Seçilmiş alıntı:
DÜN satır başlarıyla özetlediğim IMF raporunun kısa dönemli tespitleri ve önerileri tek bir cümlede özetlenebilir: Türk parası fazla değerlenmiştir; enflasyon hedefinden taviz verilmeden, Türk Lirası’nın değerlenmesi tersine çevrilmelidir.
IMF’ye göre, Türk Lirası’nın değerlenmesi cari işlemler açığının artmasına neden olmaktadır. Artan uluslararası sermaye hareketleri açığın finansmanını kolaylaştırmaktadır. Ama, cari açıktaki gelişmeler ve açığın finansmanı ekonomiyi risk altına sokmaktadır.
Kurların artması için önerilen en önemli politika aracı Merkez Bankası’nın kısa vadeli faizleri daha da düşürmesidir. Bu yolla, Türkiye’de yatırım araçlarının getirileri düşecek ve yabancı yatırımcılar Türkiye’ye gelmeyecek, hatta Türkiye’den çıkacaklardır. Yabancı yatırımcılar döviz getirmediğinden, kurlar da yükselme eğilimine girecektir.

Gösterilen bilgiler:
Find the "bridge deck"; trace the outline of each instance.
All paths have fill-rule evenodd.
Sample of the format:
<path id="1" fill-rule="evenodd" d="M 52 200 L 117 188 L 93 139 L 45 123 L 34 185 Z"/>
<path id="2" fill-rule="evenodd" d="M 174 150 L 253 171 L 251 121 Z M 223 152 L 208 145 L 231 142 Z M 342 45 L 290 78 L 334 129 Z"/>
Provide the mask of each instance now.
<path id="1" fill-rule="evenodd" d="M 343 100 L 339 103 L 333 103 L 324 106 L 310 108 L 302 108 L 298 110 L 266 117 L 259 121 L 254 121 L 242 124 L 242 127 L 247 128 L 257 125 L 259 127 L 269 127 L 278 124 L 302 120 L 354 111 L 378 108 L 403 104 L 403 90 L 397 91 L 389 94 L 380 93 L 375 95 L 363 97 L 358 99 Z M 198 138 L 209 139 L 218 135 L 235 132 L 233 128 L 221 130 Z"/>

Görev tanımı 1:
IMF raporuyla ilgili metnin tamamını hiçbir değişiklik yapmadan yazın.
Görev tanımı 2:
Kayıtlardaki satırlardan "each" kelimesini içerenlerin hepsini ayıklayın.
Metin ile kayıtlar ayrı kaynaklardan alınmıştır.

Beklenen çıktı 1:
DÜN satır başlarıyla özetlediğim IMF raporunun kısa dönemli tespitleri ve önerileri tek bir cümlede özetlenebilir: Türk parası fazla değerlenmiştir; enflasyon hedefinden taviz verilmeden, Türk Lirası’nın değerlenmesi tersine çevrilmelidir.
IMF’ye göre, Türk Lirası’nın değerlenmesi cari işlemler açığının artmasına neden olmaktadır. Artan uluslararası sermaye hareketleri açığın finansmanını kolaylaştırmaktadır. Ama, cari açıktaki gelişmeler ve açığın finansmanı ekonomiyi risk altına sokmaktadır.
Kurların artması için önerilen en önemli politika aracı Merkez Bankası’nın kısa vadeli faizleri daha da düşürmesidir. Bu yolla, Türkiye’de yatırım araçlarının getirileri düşecek ve yabancı yatırımcılar Türkiye’ye gelmeyecek, hatta Türkiye’den çıkacaklardır. Yabancı yatırımcılar döviz getirmediğinden, kurlar da yükselme eğilimine girecektir.

Beklenen çıktı 2:
Find the "bridge deck"; trace the outline of each instance.
Provide the mask of each instance now.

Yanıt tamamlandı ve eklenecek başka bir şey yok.